Wie viele Filme hat Netflix laut dem vorgegebenen Text dieses Jahr bereits unter dem Original-Label veröffentlicht?

# VORGEGEBENER TEXT
═══
Netflix dropped Filme ohne Aufprall
Rund 30 Filme hat Netflix dieses Jahr bereits unter dem Original-Label herausgebracht, darunter befinden sich klassische Eigenproduktionen sowie Festival-Einkäufe, die zahlreichen Dokumentationen und Specials nicht mitgerechnet. Alleine an Spielfilmen kann Netflix Ende des Jahres also mindestens doppelt so viele Premieren verzeichnen wie noch 2016. Eine bemerkenswerte Steigerung, die ebenfalls eine erhöhte Veröffentlichungsfrequenz mit sich bringt, bei der selbst ein etabliertes Studios wie Warner Bros. kaum noch mithalten kann. Dennoch herrscht ein großes Ungleichgewicht zwischen den Filmen, die dieses Jahr exklusiv auf Netflix erschienen sind und jenen, die den Sprung auf die große Leinwand schaffen: Wenngleich Netflix seinen Filmen die wohl denkbar größte wie unmittelbarste Plattform gewährt, gehen sie in Angesicht der Masse an Parallelveröffentlichungen unter.
═══
# DATENTEIL
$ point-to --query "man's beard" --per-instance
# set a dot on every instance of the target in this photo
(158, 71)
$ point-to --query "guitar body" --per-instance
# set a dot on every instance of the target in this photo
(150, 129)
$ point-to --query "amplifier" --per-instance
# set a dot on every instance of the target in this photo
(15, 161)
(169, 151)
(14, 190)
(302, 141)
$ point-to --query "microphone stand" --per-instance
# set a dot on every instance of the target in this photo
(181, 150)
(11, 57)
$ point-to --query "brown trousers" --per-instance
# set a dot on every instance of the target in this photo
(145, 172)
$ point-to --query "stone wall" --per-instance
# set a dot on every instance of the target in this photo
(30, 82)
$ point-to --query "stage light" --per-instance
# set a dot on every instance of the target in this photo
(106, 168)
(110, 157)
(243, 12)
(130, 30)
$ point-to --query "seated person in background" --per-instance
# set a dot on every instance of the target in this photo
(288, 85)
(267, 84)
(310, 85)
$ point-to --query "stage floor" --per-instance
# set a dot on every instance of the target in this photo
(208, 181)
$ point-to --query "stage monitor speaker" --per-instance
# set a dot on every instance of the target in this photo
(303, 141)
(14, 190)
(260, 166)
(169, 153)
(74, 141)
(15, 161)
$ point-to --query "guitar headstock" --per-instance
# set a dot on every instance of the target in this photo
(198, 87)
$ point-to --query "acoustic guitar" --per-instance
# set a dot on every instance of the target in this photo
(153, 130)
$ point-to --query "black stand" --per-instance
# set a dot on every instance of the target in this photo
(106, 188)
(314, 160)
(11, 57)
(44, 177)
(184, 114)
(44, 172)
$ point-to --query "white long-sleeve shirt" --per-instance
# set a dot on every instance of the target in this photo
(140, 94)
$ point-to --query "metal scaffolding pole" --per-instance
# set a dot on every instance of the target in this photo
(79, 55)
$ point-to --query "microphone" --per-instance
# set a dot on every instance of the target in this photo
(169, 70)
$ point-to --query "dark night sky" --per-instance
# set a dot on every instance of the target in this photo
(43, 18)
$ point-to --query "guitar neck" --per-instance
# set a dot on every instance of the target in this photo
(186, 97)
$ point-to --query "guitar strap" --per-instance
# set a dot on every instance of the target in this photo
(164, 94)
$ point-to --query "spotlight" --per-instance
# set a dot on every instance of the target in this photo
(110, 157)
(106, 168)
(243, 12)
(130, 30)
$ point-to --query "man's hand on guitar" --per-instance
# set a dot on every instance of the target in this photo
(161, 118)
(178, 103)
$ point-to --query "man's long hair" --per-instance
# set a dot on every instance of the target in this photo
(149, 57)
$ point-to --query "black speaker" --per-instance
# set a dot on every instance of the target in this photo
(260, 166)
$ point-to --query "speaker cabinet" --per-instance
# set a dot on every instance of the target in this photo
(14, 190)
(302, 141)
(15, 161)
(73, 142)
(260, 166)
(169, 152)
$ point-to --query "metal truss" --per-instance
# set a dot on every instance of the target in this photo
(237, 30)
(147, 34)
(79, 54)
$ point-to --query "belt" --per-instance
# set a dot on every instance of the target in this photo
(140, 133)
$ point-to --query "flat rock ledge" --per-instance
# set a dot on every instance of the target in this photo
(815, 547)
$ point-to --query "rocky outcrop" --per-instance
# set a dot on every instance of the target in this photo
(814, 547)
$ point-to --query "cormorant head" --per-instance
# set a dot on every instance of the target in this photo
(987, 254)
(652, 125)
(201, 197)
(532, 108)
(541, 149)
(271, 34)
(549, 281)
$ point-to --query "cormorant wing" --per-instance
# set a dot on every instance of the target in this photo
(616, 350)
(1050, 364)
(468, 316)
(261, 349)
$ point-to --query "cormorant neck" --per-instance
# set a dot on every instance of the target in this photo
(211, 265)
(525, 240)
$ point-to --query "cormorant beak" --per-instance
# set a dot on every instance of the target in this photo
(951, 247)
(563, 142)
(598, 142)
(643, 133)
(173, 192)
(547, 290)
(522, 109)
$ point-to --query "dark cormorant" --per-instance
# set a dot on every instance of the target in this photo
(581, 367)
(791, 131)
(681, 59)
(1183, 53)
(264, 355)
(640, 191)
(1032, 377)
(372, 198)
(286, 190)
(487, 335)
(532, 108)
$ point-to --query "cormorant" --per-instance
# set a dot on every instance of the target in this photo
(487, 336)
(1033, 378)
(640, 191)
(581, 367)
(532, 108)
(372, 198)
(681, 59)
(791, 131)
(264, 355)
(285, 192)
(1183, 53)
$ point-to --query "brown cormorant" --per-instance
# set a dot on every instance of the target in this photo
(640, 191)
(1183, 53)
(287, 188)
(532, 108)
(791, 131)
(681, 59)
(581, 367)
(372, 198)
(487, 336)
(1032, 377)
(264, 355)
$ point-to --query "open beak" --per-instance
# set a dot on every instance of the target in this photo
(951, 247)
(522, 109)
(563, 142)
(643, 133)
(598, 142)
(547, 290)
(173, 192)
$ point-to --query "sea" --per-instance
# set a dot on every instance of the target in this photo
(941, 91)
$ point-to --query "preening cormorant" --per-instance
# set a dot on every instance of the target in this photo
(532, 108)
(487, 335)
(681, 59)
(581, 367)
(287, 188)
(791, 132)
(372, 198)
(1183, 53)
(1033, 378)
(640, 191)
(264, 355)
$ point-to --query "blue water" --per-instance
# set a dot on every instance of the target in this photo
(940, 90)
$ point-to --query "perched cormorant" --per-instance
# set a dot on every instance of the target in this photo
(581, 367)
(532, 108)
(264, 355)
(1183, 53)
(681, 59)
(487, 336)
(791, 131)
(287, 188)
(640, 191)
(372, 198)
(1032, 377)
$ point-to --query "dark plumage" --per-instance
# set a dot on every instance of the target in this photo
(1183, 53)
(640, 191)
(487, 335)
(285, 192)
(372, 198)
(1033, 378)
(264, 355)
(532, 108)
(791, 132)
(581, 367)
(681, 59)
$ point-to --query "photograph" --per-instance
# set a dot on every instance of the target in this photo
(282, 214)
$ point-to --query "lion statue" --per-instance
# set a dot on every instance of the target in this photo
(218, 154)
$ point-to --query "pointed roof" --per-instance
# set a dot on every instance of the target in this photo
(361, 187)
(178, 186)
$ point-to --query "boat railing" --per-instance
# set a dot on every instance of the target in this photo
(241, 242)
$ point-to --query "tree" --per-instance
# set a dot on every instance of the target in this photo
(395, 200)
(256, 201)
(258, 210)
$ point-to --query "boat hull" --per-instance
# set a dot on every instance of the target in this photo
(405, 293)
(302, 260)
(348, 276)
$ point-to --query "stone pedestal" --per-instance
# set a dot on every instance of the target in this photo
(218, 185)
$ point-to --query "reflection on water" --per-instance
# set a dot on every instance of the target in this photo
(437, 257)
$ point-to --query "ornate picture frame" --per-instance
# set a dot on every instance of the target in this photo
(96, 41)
═══
# ANTWORT
Rund 30 Filme.